Tarefa proposta 1
Segundo o excerto sobre Paula Rego na National Gallery, entre que anos foi escrita a Legenda Áurea de Jacobus de Voragine?
Tarefa proposta 2
Continua, por favor, o excerto sobre Paula Rego na National Gallery a partir da última frase apresentada.

Excerto selecionado

○ ○ ○ ○

Instalada durante cerca de 18 meses num estúdio situado na cave do museu, basta então a Paula Rego subir aos pisos superiores, como uma “caçadora furtiva”. Ela mesma compara essas visitas a um processo de caça e o que descobre a um alimento: “Assim, posso trepar lá acima, apanhar as coisas e trazê-las comigo para a cave, onde posso comê-las. E o que trago aqui para baixo varia imenso, mas trago sempre alguma coisa aqui para a minha toca.”[6] Essa colheita de referências, “alimento” para olhos, razão e intuição, funde-se gradualmente com dados que guarda na memória consciente e inconsciente, estimulada pelo que acaba de ver. O imaginário age, então, por dentro do processo de dar visibilidade às formas.

 

(...) Decidi ‘vamos fazer algo não invasivo’. (...) ‘Vamos fingir que são azulejos portugueses, que são lindos - azuis e brancos - e discretos’.(...) E coloquei as histórias dos santos - das santas - das pinturas da National Gallery. Fiz os desenhos para isso em Portugal, de facto fiz a primeira pintura grande em Portugal. Depois cheguei à terceira pintura, meti-me num sarilho deplorável. Não conseguia fazê-la funcionar. (...) Comecei tudo de novo outra vez. Já não havia santos suficientes por ali, por isso decidi introduzir histórias mitológicas e até populares... e pequenas imagens de histórias populares com a mulher que está a debruçar o bebé sobre o lago, sobre aquela fonte.[7]

 

Para as obras que então realiza, Paula toma como referência fundamental a Legenda Áurea, de Jacobus de Voragine, livro escrito entre 1260 e 1275 que compila inúmeras fontes do pensamento religioso da Idade Média sobre a vida dos santos.

E, se é bastante certo que apropria a iconografia de diversas pinturas do museu que, no seu tempo próprio, tinham sido elaboradas com base naquele texto, também convém afirmar que a identificação das obras exatas que Paula apropria ou cita mais ou menos diretamente nem sempre é conclusiva.

 

 

 

 

 

 

 

 

 

 

 

Figura 1 - Paula Rego –Tríptico O Jardim de Crivelli. 1990-1991. Acrílicas s/tela. Painel esquerdo e central: 190x240 cm e 190x260cm; painel direito: 190x240c. National Gallery. Londres.

 

É provável que Paula tenha estado atenta a pinturas cujo dispositivo espacial e narrativo de “quadro dentro de quadro” lhe permitisse induzir uma sobrecarga semântica e, nela, diversas relações por mise-en-abîme. Nota-se alguma coincidência, embora sob inversão bilateral, entre a estrutura de campo do 3º painel, no lado direito, e a Anunciação (ca 1486) de Carlo Crivelli. É a própria artista que confessa a influência de Mantegna nalguma relação da representação com a escultura clássica, nomeadamente na simulação da matéria dos baixos relevos, numa pintura que antecede a série e já explora os “tesouros” da National Gallery.

○ ○ ○ ○

(Registos)
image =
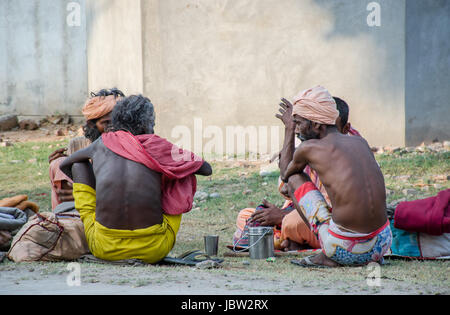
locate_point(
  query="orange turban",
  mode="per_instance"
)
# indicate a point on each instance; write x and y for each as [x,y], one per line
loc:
[99,106]
[317,105]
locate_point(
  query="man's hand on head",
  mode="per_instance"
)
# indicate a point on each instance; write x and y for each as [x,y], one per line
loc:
[57,154]
[270,216]
[286,114]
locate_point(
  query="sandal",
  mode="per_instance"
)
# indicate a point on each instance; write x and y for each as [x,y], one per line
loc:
[190,258]
[306,262]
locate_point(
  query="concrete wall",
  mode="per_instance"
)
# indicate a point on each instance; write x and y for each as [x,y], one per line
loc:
[230,61]
[427,71]
[43,66]
[114,45]
[219,63]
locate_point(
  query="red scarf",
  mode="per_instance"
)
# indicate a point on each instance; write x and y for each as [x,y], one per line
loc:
[178,182]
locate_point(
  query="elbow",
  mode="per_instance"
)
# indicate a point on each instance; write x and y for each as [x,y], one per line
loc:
[208,170]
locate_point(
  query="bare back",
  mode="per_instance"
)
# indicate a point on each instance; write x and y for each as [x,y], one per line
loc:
[354,182]
[128,193]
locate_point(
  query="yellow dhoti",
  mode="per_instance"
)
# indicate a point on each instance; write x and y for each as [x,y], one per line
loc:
[151,244]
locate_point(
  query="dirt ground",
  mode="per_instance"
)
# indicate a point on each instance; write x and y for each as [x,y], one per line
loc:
[236,276]
[52,278]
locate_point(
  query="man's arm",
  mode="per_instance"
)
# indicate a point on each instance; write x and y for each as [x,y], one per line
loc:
[78,157]
[205,169]
[298,163]
[288,149]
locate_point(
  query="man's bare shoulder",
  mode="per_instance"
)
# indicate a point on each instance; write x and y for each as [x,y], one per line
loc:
[310,146]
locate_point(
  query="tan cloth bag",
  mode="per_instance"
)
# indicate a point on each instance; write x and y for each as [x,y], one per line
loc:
[50,237]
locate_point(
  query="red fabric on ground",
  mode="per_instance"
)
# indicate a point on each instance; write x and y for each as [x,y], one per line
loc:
[430,215]
[177,166]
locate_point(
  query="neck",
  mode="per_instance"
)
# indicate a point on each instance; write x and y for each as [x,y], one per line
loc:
[326,130]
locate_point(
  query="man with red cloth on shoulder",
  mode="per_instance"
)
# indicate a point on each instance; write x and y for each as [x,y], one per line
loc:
[131,198]
[97,111]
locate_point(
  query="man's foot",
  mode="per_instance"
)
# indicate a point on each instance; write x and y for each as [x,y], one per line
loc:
[316,261]
[288,245]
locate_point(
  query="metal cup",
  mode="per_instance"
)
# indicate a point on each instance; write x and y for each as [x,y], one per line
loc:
[261,242]
[211,244]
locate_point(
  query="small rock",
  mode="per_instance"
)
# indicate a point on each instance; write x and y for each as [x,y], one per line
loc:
[60,132]
[56,120]
[207,264]
[200,195]
[66,119]
[390,149]
[6,144]
[28,124]
[409,191]
[8,122]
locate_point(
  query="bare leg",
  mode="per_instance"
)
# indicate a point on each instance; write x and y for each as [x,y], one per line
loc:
[295,181]
[83,174]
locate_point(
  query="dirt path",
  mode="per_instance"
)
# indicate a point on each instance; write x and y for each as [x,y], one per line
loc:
[52,278]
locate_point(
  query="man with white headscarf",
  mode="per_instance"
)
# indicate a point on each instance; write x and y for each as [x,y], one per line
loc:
[356,230]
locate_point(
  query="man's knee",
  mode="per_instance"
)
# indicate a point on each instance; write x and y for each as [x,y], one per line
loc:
[83,174]
[297,180]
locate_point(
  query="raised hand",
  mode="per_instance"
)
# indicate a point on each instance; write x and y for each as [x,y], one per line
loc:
[286,113]
[57,154]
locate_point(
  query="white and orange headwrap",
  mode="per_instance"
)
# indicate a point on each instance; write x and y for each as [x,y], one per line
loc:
[317,105]
[99,106]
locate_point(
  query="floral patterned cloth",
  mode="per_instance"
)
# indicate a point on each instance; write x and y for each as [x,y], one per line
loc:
[345,248]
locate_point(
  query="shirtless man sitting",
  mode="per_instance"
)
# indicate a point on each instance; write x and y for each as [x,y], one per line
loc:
[356,231]
[124,202]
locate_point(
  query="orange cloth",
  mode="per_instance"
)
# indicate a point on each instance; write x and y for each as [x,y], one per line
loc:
[295,229]
[317,105]
[292,227]
[56,177]
[99,106]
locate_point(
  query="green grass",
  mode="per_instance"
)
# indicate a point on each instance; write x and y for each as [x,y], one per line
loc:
[240,186]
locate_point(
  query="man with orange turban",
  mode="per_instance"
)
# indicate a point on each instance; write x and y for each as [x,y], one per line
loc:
[355,231]
[97,111]
[290,232]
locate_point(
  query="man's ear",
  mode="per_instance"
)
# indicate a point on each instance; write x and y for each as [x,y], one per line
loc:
[316,126]
[346,128]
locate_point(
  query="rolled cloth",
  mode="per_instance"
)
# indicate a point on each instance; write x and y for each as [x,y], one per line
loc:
[317,105]
[99,106]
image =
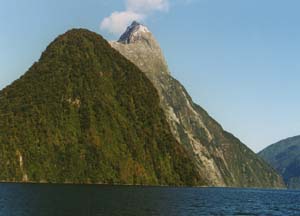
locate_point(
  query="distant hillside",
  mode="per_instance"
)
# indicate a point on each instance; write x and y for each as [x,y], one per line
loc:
[222,160]
[85,114]
[284,156]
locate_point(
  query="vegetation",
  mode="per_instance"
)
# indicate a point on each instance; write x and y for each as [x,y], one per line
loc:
[284,156]
[85,114]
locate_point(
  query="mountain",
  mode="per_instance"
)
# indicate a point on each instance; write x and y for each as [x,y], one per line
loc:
[284,156]
[85,114]
[222,160]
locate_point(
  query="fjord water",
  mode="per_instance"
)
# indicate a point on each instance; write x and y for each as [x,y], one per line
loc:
[95,200]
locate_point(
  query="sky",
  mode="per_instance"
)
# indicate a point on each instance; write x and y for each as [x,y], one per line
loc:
[238,59]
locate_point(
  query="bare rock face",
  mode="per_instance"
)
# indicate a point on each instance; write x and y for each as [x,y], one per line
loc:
[222,159]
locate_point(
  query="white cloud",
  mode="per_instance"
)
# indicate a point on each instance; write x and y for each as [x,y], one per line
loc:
[146,6]
[117,22]
[137,10]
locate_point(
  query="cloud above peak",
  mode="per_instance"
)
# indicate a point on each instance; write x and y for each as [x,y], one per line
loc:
[137,10]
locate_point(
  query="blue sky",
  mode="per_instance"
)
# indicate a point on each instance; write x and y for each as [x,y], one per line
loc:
[238,59]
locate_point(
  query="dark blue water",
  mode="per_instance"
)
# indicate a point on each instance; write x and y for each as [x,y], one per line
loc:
[91,200]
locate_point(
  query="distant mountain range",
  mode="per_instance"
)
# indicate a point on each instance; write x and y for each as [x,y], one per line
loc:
[284,156]
[221,158]
[86,113]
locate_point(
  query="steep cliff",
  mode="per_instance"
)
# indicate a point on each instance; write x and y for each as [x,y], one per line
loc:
[85,114]
[222,160]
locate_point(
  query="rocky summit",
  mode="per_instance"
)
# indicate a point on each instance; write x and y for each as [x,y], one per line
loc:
[85,114]
[221,158]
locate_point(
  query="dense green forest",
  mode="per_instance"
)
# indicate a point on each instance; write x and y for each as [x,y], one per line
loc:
[85,114]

○ ○ ○ ○

Resultado 1
Entre 1260 e 1275.

Resultado 2
 

 

 

 

 

 

 

 

Figura 2 - Paula Rego, fragmentos de O Jardim de Crivelli que representam figuras alusivas a santas. Da esquerda para a direita: Isabel, Maria e S. João Baptista; Maria Madalena; Maria; Marta.

 

Por outro lado, a sua Marta talvez se baseie na de Diego Velázquez em Cristo na Casa de Marta e Maria (ca 1618), e é possível que uma das suas figuras femininas refira a Santa Catarina de Alexandria (ca 1491-94) de Carlo Crivelli. Há também Madalena, Judite, Santa Cecília, Maria, Sansão e Dalila, São João Baptista. Mas não se trata só de religião.

 

A contenção da artista nestas obras e o fim a que se destinavam, parecem corresponder a uma atitude cautelosa face ao espiritual e às religiões. Nele inclui o seu fascínio pelas histórias da Bíblia e da vida dos Santos que lutaram e se deixaram empolgar e vitimizar pelo que acreditavam e que realizaram o maravilhoso - ou a magia - dos milagres, conforme expressou no painel “O Jardim de Crivelli” em 1990. Esse respeito pelo religioso não invalida o repositório de medos e terrores recebidos na catequese da sua infância, nem o sentimento anticlerical herdado de familiares, os quais confessou ter projectado, de modo subjectivo, nas pinturas já referidas sobre o tema do aborto e, mais objectivamente, na série de obras sobre o romance “O Crime do Padre Amaro”, em 1997.[8]

 

As figuras de Paula não correspondem, pois, apenas a santos e santos ou ícones determinados. O seu papel e os sentidos de que se tornam portadores são mais amplos do que qualquer história escrita ou por escrever, constituindo isso um dos desafios que a obra da artista continua a colocar.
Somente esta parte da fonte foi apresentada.